Hay profesores que solo cuando sus alumnos alcanzan la madurez profesional son elevados por ellos a la categoría de maestros. En mi caso, y muy seguramente el de muchas promociones de médicos Uninorteños, eso fue lo que pasó con el Dr. Rodrigo Barceló Martínez, médico magíster en salud pública y especialista en epidemiología.
Difícil recordar sin intranquilizarse las rabietas de “Rorro”. Evocar sus regaños y la necesidad de mantenerse atento para poder evitar uno que otro borrador volador, son anécdotas obligadas en todas las reuniones de egresados del siglo pasado que fuimos “víctimas inocentes” de sus enseñanzas. Lo que en vivo y en directo podría llegar a ser aterrador, con el paso de los años se fue convirtiendo en aprendizaje significativo al entender la pasión que había detrás de cada reprimenda. El Dr. Barceló visionaba, como pocos en ese momento en el país, lo transcendental que llegaría a ser para el desarrollo de nuestras comunidades la declaración de Alma-Ata realizada en el marco de la conferencia internacional sobre atención primaria en salud del año 1978.

• • • • •

*LISTA DE TAREAS*:
1. Según el fragmento, ¿en qué año se celebró la conferencia internacional sobre atención primaria en salud?
2. Copia del fragmento todo el texto que va desde "Hay profesores que" hasta "especialista en epidemiología.", sin cambiar nada.

• • • • •

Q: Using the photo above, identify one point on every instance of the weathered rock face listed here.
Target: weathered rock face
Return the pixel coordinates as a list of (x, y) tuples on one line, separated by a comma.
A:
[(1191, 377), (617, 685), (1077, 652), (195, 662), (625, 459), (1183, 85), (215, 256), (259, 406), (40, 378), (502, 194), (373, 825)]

• • • • •

*RESPUESTAS DEL EJERCICIO*:
1. En 1978.

2.
Hay profesores que solo cuando sus alumnos alcanzan la madurez profesional son elevados por ellos a la categoría de maestros. En mi caso, y muy seguramente el de muchas promociones de médicos Uninorteños, eso fue lo que pasó con el Dr. Rodrigo Barceló Martínez, médico magíster en salud pública y especialista en epidemiología.